Dataset items:
++++++

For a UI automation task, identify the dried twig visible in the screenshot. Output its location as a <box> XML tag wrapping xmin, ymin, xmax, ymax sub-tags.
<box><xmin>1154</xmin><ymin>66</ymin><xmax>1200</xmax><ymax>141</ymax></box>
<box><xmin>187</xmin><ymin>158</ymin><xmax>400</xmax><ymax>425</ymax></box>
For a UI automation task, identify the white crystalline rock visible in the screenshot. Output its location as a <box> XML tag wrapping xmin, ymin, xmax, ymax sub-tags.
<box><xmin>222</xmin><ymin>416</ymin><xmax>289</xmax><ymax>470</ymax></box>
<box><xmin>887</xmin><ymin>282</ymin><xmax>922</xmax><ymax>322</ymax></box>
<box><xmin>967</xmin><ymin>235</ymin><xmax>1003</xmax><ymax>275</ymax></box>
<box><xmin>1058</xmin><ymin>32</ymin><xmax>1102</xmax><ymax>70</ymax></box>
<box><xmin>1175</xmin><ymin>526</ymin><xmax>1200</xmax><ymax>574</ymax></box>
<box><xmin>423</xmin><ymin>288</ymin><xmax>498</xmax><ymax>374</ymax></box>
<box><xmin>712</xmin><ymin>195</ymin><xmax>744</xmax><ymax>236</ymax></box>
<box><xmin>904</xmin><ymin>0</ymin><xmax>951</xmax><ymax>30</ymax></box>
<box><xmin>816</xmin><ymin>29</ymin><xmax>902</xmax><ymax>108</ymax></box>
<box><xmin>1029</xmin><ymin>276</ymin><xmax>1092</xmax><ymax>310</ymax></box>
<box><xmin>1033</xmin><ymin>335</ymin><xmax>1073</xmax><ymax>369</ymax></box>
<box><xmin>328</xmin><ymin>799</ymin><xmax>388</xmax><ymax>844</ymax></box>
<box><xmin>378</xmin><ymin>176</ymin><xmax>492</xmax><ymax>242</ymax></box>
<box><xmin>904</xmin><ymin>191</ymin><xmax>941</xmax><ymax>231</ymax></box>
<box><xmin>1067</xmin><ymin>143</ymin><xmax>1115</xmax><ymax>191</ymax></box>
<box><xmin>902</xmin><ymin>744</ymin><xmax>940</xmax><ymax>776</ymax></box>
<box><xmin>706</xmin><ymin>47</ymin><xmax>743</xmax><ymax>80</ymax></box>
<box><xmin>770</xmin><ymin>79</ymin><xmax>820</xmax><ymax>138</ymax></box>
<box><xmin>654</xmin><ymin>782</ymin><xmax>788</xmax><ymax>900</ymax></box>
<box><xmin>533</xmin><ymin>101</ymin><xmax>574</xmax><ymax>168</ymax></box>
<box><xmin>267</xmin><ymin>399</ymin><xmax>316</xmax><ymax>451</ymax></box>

++++++

**THE TASK**: Print all of the entries again, exactly as written.

**SOLVED PROBLEM**:
For a UI automation task, identify the dried twig visible in the screenshot. Output its location as a <box> XML tag wrapping xmin, ymin, xmax, ymax sub-tags.
<box><xmin>1154</xmin><ymin>66</ymin><xmax>1200</xmax><ymax>141</ymax></box>
<box><xmin>187</xmin><ymin>158</ymin><xmax>400</xmax><ymax>425</ymax></box>
For a UI automation task, identify the white crystalline rock visible in the screenshot. Output its location as a <box> XML tag wrapping xmin, ymin, xmax, ymax sub-tags.
<box><xmin>222</xmin><ymin>416</ymin><xmax>289</xmax><ymax>470</ymax></box>
<box><xmin>887</xmin><ymin>282</ymin><xmax>922</xmax><ymax>322</ymax></box>
<box><xmin>967</xmin><ymin>235</ymin><xmax>1003</xmax><ymax>275</ymax></box>
<box><xmin>1058</xmin><ymin>32</ymin><xmax>1102</xmax><ymax>70</ymax></box>
<box><xmin>1175</xmin><ymin>526</ymin><xmax>1200</xmax><ymax>574</ymax></box>
<box><xmin>423</xmin><ymin>288</ymin><xmax>498</xmax><ymax>374</ymax></box>
<box><xmin>712</xmin><ymin>195</ymin><xmax>744</xmax><ymax>236</ymax></box>
<box><xmin>904</xmin><ymin>0</ymin><xmax>951</xmax><ymax>30</ymax></box>
<box><xmin>816</xmin><ymin>29</ymin><xmax>902</xmax><ymax>108</ymax></box>
<box><xmin>1029</xmin><ymin>276</ymin><xmax>1092</xmax><ymax>310</ymax></box>
<box><xmin>1033</xmin><ymin>335</ymin><xmax>1073</xmax><ymax>369</ymax></box>
<box><xmin>328</xmin><ymin>799</ymin><xmax>388</xmax><ymax>844</ymax></box>
<box><xmin>378</xmin><ymin>176</ymin><xmax>492</xmax><ymax>242</ymax></box>
<box><xmin>904</xmin><ymin>191</ymin><xmax>941</xmax><ymax>231</ymax></box>
<box><xmin>1067</xmin><ymin>143</ymin><xmax>1115</xmax><ymax>191</ymax></box>
<box><xmin>902</xmin><ymin>744</ymin><xmax>940</xmax><ymax>776</ymax></box>
<box><xmin>706</xmin><ymin>47</ymin><xmax>743</xmax><ymax>80</ymax></box>
<box><xmin>770</xmin><ymin>79</ymin><xmax>820</xmax><ymax>138</ymax></box>
<box><xmin>654</xmin><ymin>782</ymin><xmax>788</xmax><ymax>900</ymax></box>
<box><xmin>533</xmin><ymin>101</ymin><xmax>574</xmax><ymax>168</ymax></box>
<box><xmin>267</xmin><ymin>399</ymin><xmax>316</xmax><ymax>451</ymax></box>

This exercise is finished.